Au cours des trois dernières décennies, une rafale d’études a testé l’intrigante notion selon laquelle le choix du partenaire et d’autres comportements d’oiseaux peuvent être façonnés par des signaux visuels secrets que les humains ne peuvent pas voir. Bien que la prémisse soit exotique, ce qui a facilité cette explosion de la recherche était prosaïque : la technologie s’est améliorée et est devenue moins chère. En particulier, la disponibilité accrue et la diminution du coût d’un appareil de laboratoire appelé spectrophotomètre – qui mesure précisément la lumière réfléchie ou absorbée par une surface – ont permis aux scientifiques, sinon de voir comme un oiseau, du moins de quantifier ce que les oiseaux voient.
Dans un premier temps, de nombreux chercheurs ont tourné leurs spectrophotomètres sur des oiseaux qui n’utilisent pas de plumes flashy pour attirer les partenaires. Une équipe de scientifiques suédois, par exemple, s’est penchée sur la mésange bleue, un parent européen de la mésange charbonnière. Comme pour de nombreuses espèces d’oiseaux, les mésanges bleues mâles et femelles se ressemblent pour les humains. « La littérature standard décrit le plumage comme étant très similaire entre les sexes », explique Staffan Andersson, professeur d’écologie animale à l’université de Göteborg. « Le principal problème de cette conclusion est qu’elle est basée sur l’œil humain aveugle aux UV et biaisé par le jaune ». En utilisant une sonde de spectrophotométrie pour scanner les plumes d’oiseaux capturés dans la nature, Andersson et ses collègues ont découvert que les mésanges bleues elles-mêmes n’ont aucun problème à distinguer les mâles des femelles : Les mâles ont une tache de plumes sur la couronne de la tête qui reflète fortement la lumière UV ; les femelles ne le font pas.

Choix du partenaire

Les mésanges bleues ne sont pas seules. En 2005, Eaton a utilisé un spectrophotomètre pour scanner le plumage des peaux d’étude de musées de 139 espèces d’oiseaux chanteurs chez lesquels les mâles et les femelles semblent se ressembler, des jaseurs des cèdres aux hirondelles rustiques en passant par les oiseaux moqueurs et les alouettes des champs de l’Ouest. Bien que les scientifiques aient précédemment classé ces oiseaux, ainsi que 70 % de toutes les espèces d’oiseaux chanteurs, comme sexuellement monochromatiques (les mâles et les femelles étant identiques), 90 % des espèces étudiées par Eaton étaient en fait sexuellement dichromatiques, c’est-à-dire différentes si l’on tient compte de la meilleure discrimination des couleurs (y compris les ultraviolets) par les oiseaux et de la quantité de lumière UV que les plumes reflètent. « Pour les oiseaux eux-mêmes, les mâles et les femelles ont l’air très différents les uns des autres », explique Eaton.
★ ★ ★ ★ ★ ★ ★
D'après le texte sur la vision des oiseaux, qu'est-ce qui permet aux mésanges bleues de distinguer les mâles des femelles ?
★ ★ ★ ★ ★ ★ ★
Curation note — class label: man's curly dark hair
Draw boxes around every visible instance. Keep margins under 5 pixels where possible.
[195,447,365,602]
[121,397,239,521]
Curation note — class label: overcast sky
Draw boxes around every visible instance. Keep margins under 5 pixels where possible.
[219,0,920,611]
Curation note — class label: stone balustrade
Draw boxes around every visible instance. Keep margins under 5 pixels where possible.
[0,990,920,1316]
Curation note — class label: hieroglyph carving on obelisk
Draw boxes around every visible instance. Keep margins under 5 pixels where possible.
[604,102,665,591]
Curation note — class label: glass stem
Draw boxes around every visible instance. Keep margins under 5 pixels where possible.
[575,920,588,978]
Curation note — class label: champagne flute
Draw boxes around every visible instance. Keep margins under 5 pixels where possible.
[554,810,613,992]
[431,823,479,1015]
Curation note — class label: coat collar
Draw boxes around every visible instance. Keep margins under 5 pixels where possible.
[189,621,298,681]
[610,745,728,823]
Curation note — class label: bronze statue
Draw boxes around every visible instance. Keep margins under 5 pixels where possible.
★ ★ ★ ★ ★ ★ ★
| LA RÉPONSE |
Les mâles ont sur la couronne de la tête une tache de plumes qui reflète fortement la lumière UV, ce que les femelles n'ont pas.